GIVEN TASK:
Extract each line in the records below that contains the word "crossing", and copy those lines without changes.

PROVIDED RECORDS:
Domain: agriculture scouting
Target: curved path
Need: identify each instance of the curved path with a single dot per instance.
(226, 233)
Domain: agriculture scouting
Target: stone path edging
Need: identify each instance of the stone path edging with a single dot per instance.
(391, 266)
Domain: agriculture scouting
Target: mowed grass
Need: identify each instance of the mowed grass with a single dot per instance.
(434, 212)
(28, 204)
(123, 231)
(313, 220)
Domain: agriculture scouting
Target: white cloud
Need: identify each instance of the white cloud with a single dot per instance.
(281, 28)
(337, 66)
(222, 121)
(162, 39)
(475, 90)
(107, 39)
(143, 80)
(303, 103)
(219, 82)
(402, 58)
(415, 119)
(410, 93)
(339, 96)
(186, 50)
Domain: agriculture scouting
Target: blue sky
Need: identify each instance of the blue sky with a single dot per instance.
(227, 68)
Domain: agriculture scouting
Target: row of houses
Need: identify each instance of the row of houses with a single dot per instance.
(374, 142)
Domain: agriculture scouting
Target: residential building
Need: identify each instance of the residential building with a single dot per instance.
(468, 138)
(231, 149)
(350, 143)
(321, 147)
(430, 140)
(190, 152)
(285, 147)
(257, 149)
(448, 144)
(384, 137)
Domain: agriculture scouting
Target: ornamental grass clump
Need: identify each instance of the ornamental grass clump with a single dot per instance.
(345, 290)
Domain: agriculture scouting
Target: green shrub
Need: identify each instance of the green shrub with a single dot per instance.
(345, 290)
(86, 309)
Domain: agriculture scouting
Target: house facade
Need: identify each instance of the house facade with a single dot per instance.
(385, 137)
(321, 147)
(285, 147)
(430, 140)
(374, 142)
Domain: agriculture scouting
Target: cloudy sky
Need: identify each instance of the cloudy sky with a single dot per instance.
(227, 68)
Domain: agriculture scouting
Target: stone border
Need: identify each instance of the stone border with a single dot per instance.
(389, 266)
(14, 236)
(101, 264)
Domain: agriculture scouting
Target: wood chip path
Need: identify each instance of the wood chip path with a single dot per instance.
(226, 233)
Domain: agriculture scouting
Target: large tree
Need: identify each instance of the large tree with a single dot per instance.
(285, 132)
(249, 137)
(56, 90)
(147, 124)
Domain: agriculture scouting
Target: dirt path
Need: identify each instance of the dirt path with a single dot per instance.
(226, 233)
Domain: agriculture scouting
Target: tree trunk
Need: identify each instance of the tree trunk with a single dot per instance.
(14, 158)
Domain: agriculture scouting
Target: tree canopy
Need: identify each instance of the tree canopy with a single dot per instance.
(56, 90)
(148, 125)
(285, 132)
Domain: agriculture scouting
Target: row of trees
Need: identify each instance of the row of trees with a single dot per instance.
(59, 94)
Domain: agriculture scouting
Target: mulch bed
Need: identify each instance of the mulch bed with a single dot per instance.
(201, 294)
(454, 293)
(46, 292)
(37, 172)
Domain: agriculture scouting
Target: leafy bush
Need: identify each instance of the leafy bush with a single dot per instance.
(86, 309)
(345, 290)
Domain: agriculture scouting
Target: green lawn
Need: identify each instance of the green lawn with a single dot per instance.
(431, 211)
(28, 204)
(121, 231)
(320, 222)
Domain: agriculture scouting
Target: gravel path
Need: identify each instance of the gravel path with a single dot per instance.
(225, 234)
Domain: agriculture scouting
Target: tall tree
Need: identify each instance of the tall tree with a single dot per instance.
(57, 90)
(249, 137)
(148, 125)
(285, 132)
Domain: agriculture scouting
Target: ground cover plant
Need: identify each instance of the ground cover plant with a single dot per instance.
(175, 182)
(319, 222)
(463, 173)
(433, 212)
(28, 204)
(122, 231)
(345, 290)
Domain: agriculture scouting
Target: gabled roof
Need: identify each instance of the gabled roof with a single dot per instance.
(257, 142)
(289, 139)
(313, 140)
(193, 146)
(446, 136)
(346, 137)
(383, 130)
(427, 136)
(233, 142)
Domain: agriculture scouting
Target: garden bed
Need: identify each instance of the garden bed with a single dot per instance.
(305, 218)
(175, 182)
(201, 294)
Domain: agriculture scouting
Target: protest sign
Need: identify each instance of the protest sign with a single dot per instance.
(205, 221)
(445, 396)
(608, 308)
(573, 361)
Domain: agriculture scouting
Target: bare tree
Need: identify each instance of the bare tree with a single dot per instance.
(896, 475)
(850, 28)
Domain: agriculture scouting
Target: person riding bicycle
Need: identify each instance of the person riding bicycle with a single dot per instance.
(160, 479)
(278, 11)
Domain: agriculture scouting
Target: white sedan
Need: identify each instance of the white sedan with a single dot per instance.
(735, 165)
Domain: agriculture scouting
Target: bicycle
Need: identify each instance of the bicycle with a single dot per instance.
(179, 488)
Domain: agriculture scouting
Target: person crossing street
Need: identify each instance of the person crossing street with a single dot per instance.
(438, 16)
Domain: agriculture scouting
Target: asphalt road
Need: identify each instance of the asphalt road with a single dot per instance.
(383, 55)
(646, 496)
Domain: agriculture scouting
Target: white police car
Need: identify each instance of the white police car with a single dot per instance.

THE COMPLETED TASK:
Target: person crossing street
Need: identify each instance of the person crossing street with a single dot per instance.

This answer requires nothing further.